▶ **PROBLEM DESCRIPTION**: Copy the listing below word for word, beginning at the line containing "Expected behaviour: the pointer locates the blossom" and continuing to the end of the listing. Leave out the pictures.

▶ **INFORMATION PROVIDED**:
☆ ☆ ☆
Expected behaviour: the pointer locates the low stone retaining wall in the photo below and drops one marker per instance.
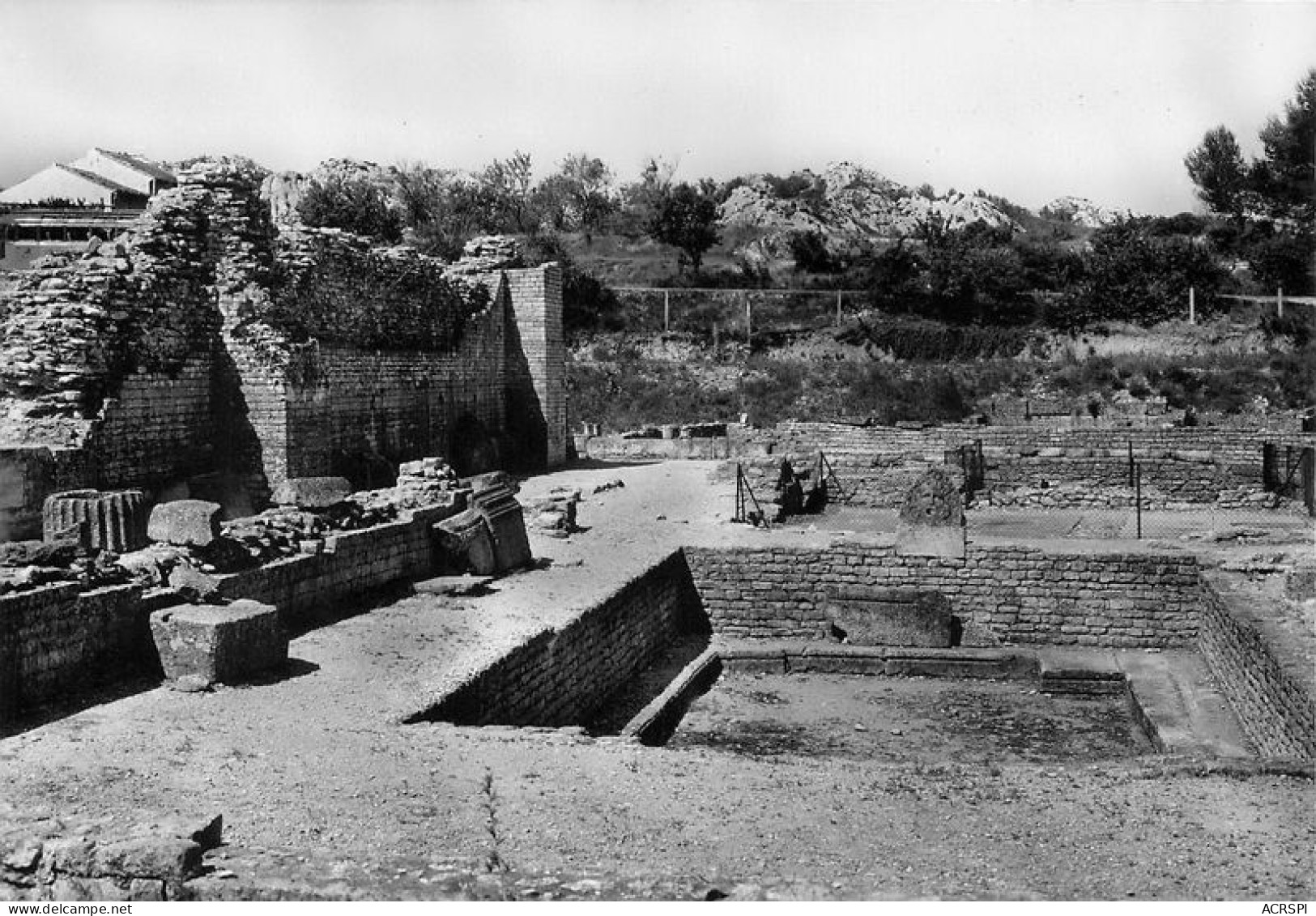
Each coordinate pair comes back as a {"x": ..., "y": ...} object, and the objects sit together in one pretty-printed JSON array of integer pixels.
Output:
[
  {"x": 1028, "y": 465},
  {"x": 1265, "y": 667},
  {"x": 58, "y": 641},
  {"x": 1019, "y": 594},
  {"x": 561, "y": 677},
  {"x": 665, "y": 449},
  {"x": 69, "y": 858},
  {"x": 351, "y": 564}
]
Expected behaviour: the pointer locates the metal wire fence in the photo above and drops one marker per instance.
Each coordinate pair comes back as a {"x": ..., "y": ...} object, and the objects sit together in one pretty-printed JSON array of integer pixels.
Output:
[{"x": 740, "y": 315}]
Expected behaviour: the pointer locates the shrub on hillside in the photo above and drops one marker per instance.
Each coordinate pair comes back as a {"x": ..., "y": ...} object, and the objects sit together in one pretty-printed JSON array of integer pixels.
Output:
[
  {"x": 351, "y": 204},
  {"x": 1135, "y": 273}
]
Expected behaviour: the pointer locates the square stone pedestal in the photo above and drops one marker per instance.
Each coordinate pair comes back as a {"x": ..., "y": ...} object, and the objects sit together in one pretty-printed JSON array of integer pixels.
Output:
[{"x": 219, "y": 642}]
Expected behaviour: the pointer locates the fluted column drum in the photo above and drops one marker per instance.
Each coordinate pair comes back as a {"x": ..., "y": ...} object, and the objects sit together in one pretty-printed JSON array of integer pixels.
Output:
[{"x": 113, "y": 520}]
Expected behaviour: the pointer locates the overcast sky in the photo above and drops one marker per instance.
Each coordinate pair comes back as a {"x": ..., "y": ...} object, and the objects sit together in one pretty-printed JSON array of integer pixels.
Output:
[{"x": 1031, "y": 100}]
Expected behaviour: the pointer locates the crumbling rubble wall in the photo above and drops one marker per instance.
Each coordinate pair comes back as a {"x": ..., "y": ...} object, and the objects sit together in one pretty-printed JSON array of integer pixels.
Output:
[
  {"x": 58, "y": 640},
  {"x": 307, "y": 589},
  {"x": 204, "y": 341}
]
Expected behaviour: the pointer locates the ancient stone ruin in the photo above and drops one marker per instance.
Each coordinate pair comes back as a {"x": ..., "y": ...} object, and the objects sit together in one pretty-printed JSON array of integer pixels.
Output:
[
  {"x": 932, "y": 518},
  {"x": 208, "y": 351}
]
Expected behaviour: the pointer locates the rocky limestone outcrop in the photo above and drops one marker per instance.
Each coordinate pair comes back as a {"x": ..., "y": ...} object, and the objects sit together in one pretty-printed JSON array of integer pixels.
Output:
[
  {"x": 854, "y": 203},
  {"x": 1084, "y": 212}
]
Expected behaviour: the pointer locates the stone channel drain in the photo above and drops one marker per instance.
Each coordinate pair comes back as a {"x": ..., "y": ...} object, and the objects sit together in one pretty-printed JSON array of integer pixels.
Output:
[{"x": 575, "y": 736}]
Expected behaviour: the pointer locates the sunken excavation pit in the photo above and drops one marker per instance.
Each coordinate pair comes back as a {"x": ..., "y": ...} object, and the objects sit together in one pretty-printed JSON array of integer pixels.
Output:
[{"x": 857, "y": 652}]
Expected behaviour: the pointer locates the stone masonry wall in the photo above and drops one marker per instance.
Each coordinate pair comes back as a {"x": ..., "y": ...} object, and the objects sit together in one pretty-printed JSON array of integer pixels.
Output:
[
  {"x": 56, "y": 642},
  {"x": 1181, "y": 467},
  {"x": 1020, "y": 594},
  {"x": 1263, "y": 663},
  {"x": 400, "y": 406},
  {"x": 204, "y": 341},
  {"x": 537, "y": 360},
  {"x": 311, "y": 589},
  {"x": 158, "y": 425},
  {"x": 561, "y": 677}
]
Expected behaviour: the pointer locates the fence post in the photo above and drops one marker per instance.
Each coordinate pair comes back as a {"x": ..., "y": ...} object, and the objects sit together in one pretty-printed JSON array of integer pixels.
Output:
[
  {"x": 1137, "y": 495},
  {"x": 740, "y": 499},
  {"x": 1309, "y": 465},
  {"x": 749, "y": 322}
]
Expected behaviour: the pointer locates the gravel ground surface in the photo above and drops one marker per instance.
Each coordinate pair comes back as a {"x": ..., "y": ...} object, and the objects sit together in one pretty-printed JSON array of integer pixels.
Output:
[{"x": 317, "y": 765}]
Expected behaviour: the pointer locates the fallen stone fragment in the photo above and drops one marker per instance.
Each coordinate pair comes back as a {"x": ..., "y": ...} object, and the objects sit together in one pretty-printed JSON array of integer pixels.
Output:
[
  {"x": 220, "y": 644},
  {"x": 453, "y": 585},
  {"x": 185, "y": 522},
  {"x": 312, "y": 492}
]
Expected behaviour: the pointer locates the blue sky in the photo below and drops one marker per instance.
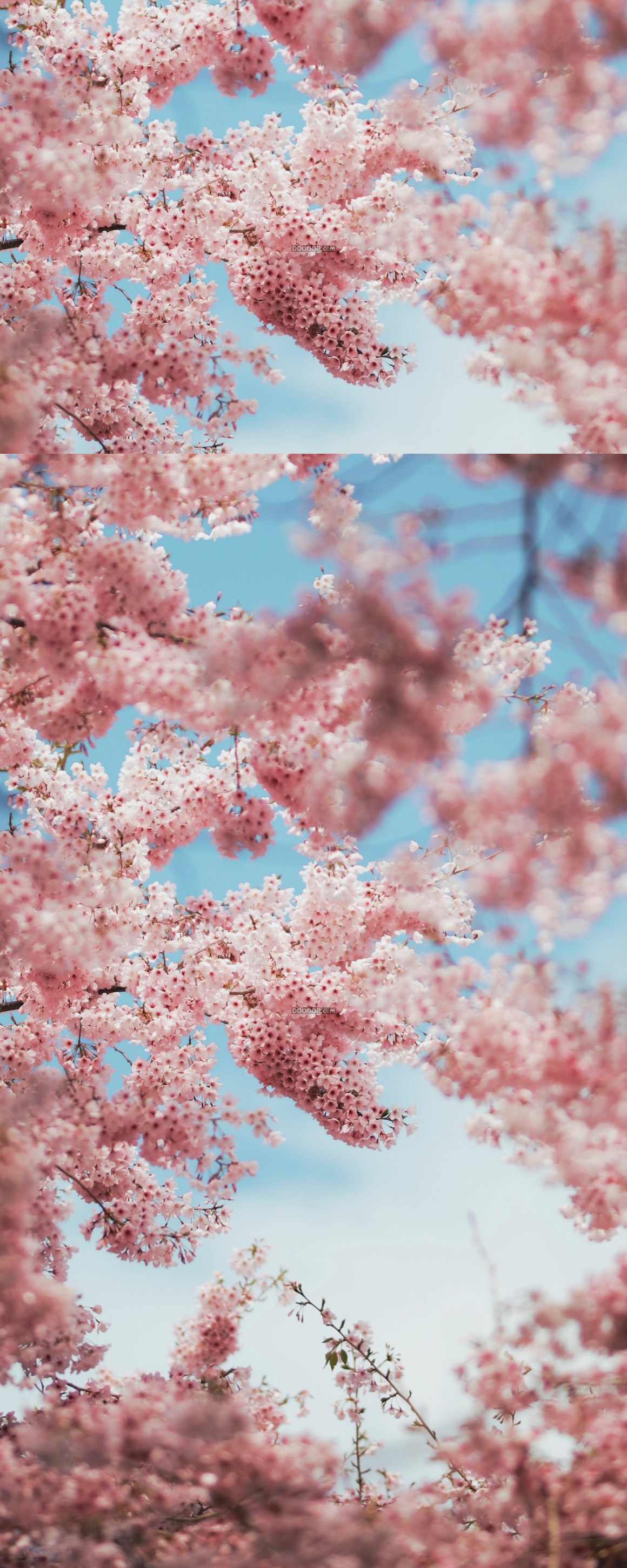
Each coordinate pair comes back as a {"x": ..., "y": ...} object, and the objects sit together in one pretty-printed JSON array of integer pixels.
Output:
[
  {"x": 438, "y": 408},
  {"x": 384, "y": 1236}
]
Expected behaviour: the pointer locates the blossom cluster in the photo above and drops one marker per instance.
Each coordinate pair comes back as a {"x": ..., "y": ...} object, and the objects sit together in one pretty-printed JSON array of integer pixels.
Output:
[
  {"x": 110, "y": 987},
  {"x": 109, "y": 322}
]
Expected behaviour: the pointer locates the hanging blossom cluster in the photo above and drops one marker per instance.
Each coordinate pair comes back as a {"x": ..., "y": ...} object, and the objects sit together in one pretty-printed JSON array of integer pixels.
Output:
[
  {"x": 109, "y": 985},
  {"x": 109, "y": 327}
]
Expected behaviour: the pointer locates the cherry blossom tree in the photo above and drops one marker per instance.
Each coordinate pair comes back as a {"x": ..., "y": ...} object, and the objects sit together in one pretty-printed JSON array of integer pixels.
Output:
[
  {"x": 323, "y": 716},
  {"x": 316, "y": 226}
]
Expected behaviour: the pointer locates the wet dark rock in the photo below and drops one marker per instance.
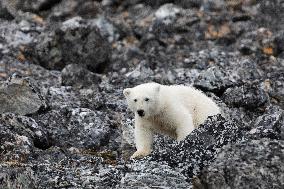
☆ ☆ ☆
▶ **ANSWER IN FULL**:
Expected behaviour: the pointer locates the blossom cluster in the photo above and drops one marker per instance.
Each coordinate pair comes back as a {"x": ..., "y": ...} object, and the objects sit together in one pretty-printed JSON array of integer pixels.
Output:
[
  {"x": 110, "y": 987},
  {"x": 109, "y": 322}
]
Expected behaviour: the pointer locates the hanging blossom cluster in the photo above and drops one marker per instance.
Each coordinate pair comes back as a {"x": ..., "y": ...} object, and the objects sit together in one pretty-printed JSON array of integer pixels.
Output:
[
  {"x": 109, "y": 985},
  {"x": 109, "y": 327}
]
Expected behaviour: the pointer locates the cherry blossom tree in the photo above and drops one marker per instance.
Each coordinate pair comes back as a {"x": ..., "y": ...} object, and the objects sit together in one pretty-printed JSON array of integer pixels.
Output:
[
  {"x": 323, "y": 716},
  {"x": 316, "y": 226}
]
Expected behaviour: the pointer locates the wet dark rock in the photo below and drops one marker per instance.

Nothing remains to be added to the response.